> **DATA FOR THIS TASK**:
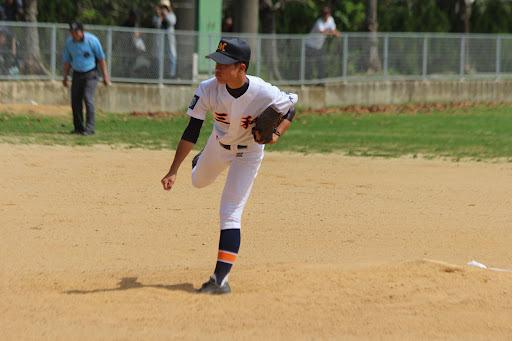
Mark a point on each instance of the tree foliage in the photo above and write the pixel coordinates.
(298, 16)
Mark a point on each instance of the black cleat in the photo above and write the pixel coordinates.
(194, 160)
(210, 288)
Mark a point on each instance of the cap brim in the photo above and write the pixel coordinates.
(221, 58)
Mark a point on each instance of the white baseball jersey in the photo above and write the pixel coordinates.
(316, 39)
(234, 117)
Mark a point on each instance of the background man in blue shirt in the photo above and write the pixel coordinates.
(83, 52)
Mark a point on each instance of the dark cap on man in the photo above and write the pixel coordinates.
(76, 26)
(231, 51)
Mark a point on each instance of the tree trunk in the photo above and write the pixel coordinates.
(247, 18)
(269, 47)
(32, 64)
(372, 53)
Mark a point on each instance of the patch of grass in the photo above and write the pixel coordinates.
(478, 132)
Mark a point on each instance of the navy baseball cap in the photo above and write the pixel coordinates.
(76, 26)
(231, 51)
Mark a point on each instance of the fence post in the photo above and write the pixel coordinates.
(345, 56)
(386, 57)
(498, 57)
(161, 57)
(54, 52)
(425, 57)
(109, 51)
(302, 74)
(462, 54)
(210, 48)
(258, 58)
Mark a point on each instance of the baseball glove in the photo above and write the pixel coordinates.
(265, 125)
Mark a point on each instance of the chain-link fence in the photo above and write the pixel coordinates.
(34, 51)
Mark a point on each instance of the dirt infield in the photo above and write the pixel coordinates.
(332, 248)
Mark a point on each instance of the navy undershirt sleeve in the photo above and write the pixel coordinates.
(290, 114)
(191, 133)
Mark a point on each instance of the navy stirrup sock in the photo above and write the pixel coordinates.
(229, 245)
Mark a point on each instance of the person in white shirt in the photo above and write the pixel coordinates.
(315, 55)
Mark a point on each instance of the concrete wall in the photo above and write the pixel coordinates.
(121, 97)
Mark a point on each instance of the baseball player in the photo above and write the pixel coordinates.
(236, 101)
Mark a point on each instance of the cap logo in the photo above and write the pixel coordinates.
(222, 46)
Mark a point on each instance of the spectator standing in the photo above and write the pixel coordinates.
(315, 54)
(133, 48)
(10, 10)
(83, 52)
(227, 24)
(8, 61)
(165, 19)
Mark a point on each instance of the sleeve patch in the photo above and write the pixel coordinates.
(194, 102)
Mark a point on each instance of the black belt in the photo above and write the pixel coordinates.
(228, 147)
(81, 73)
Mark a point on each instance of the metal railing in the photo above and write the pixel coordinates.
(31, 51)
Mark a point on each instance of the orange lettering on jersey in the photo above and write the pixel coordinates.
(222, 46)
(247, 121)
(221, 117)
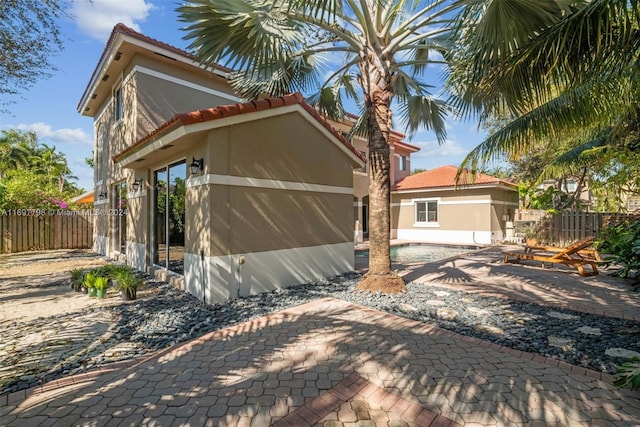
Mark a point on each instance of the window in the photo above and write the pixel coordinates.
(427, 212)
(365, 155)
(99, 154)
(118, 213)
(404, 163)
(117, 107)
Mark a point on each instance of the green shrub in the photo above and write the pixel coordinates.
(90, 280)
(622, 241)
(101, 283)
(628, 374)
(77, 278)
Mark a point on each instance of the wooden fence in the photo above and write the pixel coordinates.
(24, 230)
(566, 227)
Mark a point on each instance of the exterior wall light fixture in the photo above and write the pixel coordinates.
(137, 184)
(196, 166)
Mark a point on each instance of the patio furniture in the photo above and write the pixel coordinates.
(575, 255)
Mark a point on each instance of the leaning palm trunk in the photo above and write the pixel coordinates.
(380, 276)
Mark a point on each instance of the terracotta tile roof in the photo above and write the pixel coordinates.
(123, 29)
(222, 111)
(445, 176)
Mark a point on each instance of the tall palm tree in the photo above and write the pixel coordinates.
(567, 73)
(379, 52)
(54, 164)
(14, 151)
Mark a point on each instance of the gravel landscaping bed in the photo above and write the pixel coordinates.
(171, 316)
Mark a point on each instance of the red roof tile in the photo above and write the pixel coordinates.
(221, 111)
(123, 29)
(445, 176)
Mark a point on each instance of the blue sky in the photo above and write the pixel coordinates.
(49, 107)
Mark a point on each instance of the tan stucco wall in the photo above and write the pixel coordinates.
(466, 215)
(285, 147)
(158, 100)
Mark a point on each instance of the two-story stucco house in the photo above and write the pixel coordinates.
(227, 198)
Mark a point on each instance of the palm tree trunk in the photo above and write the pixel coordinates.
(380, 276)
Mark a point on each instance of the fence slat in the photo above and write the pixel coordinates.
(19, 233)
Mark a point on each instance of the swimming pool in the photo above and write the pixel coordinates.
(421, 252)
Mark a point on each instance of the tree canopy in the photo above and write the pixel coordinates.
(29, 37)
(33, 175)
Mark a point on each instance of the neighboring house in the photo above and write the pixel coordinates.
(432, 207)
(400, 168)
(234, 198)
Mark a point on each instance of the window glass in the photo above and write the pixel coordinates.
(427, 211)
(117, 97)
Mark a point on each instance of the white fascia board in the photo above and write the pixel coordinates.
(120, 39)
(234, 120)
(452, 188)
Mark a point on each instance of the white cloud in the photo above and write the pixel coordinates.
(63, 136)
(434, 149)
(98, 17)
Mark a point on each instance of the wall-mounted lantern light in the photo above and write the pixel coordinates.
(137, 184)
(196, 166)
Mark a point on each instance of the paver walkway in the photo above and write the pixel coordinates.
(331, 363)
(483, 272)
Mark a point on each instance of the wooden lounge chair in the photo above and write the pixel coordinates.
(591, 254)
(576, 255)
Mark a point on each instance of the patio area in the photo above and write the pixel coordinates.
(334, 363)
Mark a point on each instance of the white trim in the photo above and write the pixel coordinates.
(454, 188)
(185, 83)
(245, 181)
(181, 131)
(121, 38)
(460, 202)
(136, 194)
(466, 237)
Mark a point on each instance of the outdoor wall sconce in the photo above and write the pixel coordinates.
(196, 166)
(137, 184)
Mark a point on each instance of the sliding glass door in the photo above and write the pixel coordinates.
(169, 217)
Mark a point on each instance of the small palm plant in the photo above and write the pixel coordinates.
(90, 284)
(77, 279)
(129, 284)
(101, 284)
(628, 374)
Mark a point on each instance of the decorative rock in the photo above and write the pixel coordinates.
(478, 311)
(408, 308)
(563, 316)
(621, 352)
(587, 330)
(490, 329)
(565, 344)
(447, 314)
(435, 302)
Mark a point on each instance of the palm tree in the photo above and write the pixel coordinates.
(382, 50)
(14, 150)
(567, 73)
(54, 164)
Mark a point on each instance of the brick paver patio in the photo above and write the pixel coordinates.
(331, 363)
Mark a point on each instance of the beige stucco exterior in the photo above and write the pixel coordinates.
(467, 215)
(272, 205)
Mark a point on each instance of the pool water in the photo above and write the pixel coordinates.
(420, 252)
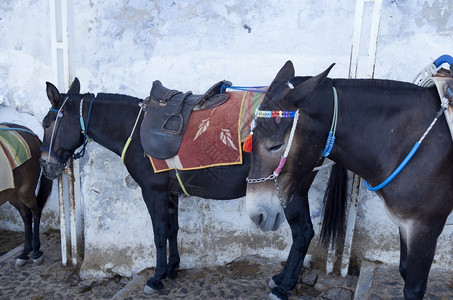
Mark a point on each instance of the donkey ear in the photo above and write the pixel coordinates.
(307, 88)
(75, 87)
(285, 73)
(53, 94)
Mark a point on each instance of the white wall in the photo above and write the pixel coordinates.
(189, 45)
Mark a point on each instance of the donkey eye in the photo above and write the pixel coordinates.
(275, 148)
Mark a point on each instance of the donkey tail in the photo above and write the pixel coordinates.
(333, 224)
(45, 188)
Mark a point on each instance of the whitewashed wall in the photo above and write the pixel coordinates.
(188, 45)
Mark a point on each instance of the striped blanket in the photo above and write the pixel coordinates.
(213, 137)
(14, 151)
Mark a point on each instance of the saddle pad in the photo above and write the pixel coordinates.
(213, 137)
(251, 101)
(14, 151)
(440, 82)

--

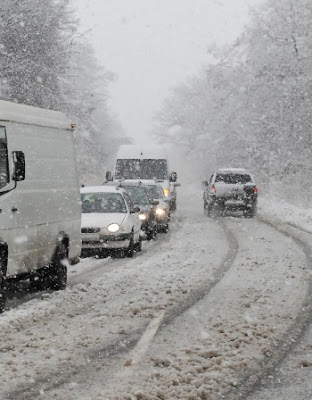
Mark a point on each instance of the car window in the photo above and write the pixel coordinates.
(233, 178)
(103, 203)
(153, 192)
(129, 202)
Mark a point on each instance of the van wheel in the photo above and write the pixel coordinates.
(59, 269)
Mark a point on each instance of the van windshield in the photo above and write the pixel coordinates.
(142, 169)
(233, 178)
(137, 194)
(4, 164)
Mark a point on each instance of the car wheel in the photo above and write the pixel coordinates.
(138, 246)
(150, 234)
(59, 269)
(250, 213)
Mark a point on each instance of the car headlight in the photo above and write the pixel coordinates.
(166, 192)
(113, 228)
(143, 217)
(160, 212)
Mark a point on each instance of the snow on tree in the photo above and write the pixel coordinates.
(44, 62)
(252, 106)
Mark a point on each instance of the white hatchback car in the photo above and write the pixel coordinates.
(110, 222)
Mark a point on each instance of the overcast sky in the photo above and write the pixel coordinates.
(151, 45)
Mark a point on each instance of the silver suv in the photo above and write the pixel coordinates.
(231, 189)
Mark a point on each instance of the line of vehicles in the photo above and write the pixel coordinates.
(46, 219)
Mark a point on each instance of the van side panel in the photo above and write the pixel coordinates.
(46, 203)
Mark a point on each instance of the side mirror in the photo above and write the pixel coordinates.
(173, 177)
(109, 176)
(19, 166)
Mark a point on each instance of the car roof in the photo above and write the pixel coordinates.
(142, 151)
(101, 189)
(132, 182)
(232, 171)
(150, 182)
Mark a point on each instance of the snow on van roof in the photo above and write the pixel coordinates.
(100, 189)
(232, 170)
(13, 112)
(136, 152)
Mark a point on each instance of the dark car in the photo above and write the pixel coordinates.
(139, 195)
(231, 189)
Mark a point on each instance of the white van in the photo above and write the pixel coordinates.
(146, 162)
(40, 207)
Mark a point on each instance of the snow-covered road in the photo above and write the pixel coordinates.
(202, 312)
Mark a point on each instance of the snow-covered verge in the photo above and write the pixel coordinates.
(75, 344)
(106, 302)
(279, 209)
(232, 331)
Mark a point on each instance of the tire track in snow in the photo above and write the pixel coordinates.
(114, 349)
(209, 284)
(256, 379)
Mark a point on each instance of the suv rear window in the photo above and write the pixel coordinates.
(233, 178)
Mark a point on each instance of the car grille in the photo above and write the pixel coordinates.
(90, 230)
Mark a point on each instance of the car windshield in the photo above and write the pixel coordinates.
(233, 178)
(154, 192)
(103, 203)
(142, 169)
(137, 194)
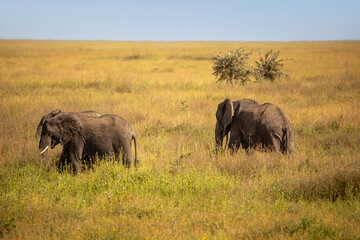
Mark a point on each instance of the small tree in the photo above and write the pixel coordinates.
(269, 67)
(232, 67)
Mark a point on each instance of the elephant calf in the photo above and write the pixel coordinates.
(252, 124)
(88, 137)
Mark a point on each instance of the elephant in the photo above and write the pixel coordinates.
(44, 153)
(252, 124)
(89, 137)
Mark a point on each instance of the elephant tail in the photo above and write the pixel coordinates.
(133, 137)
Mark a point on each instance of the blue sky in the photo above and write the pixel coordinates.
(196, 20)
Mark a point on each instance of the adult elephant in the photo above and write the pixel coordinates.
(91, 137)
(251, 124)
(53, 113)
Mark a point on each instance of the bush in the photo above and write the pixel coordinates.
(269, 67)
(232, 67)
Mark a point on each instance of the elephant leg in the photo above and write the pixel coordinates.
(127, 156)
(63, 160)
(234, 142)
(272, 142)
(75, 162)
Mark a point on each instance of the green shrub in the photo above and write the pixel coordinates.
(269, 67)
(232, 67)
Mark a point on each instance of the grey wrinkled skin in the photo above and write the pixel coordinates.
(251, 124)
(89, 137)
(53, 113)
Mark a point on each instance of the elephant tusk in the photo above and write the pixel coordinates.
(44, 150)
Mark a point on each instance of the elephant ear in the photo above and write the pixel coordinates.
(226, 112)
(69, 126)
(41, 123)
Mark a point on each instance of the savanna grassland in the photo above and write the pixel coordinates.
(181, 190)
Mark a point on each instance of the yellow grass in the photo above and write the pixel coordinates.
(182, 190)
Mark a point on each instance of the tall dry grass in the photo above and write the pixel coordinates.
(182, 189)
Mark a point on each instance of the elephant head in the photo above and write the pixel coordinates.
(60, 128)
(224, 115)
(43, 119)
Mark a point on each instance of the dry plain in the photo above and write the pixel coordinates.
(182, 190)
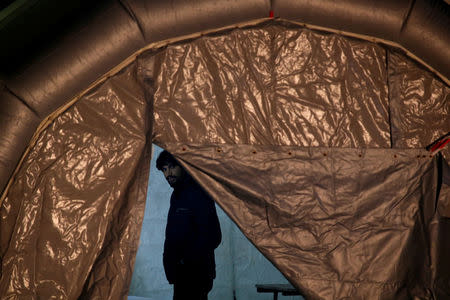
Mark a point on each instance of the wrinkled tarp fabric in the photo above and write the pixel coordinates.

> **WHAT THIS TASK INVOLVES**:
Arrange the entries as a Markdown table with the columns Row and Entry line, starting at the line that contains "Mark a point on each instance of the dry" and stopping after the line that contains "Mark a point on each instance of the wrinkled", one numbered row per line and with blank lines omitted. Leave the pictures out of the table.

> **SOLUTION TO THIS TASK**:
| Row | Entry line |
|---|---|
| 1 | Mark a point on each instance of the dry plain in the photo above and write the pixel coordinates. |
| 2 | (182, 190) |
| 3 | Mark a point on each instance of the wrinkled tarp fabric in the photo above and write the pixel coordinates. |